Data records:
>>

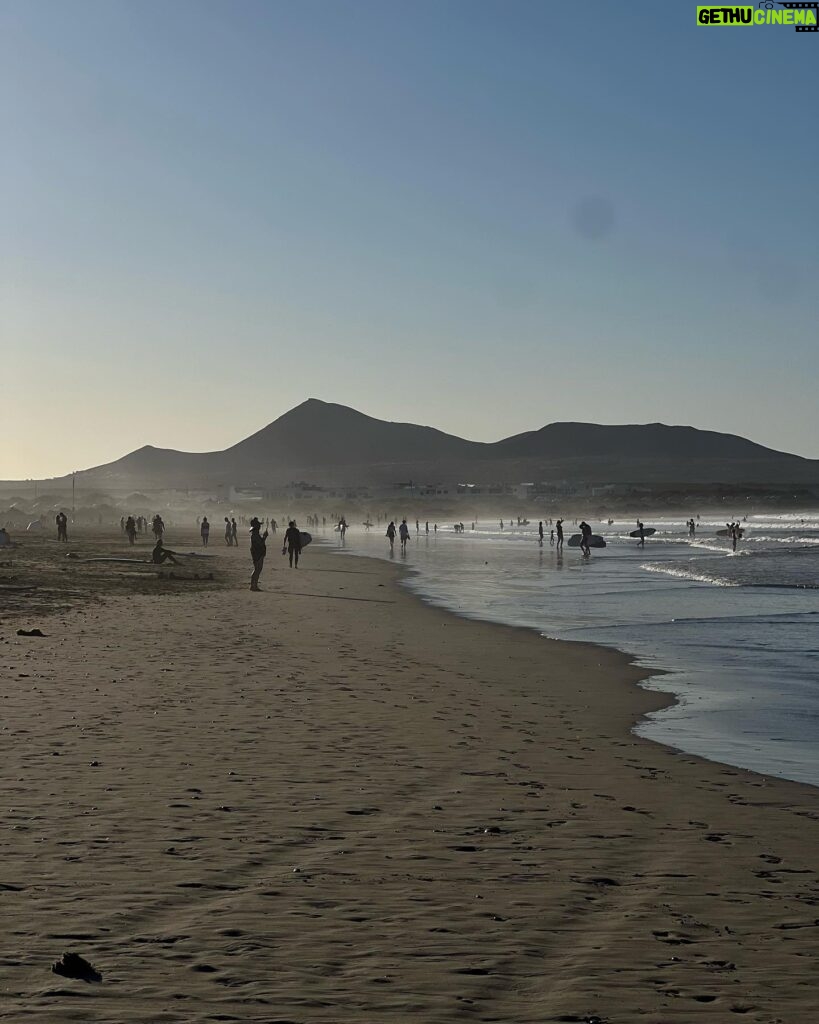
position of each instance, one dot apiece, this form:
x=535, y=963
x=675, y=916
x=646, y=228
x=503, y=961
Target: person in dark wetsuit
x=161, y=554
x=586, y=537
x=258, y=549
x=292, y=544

<<

Look for the line that contains "x=646, y=228" in the entries above. Set it down, along with all later lines, exactly as written.

Solution for this task:
x=646, y=228
x=503, y=961
Target: person in dark wetsuit
x=161, y=554
x=586, y=537
x=258, y=549
x=292, y=544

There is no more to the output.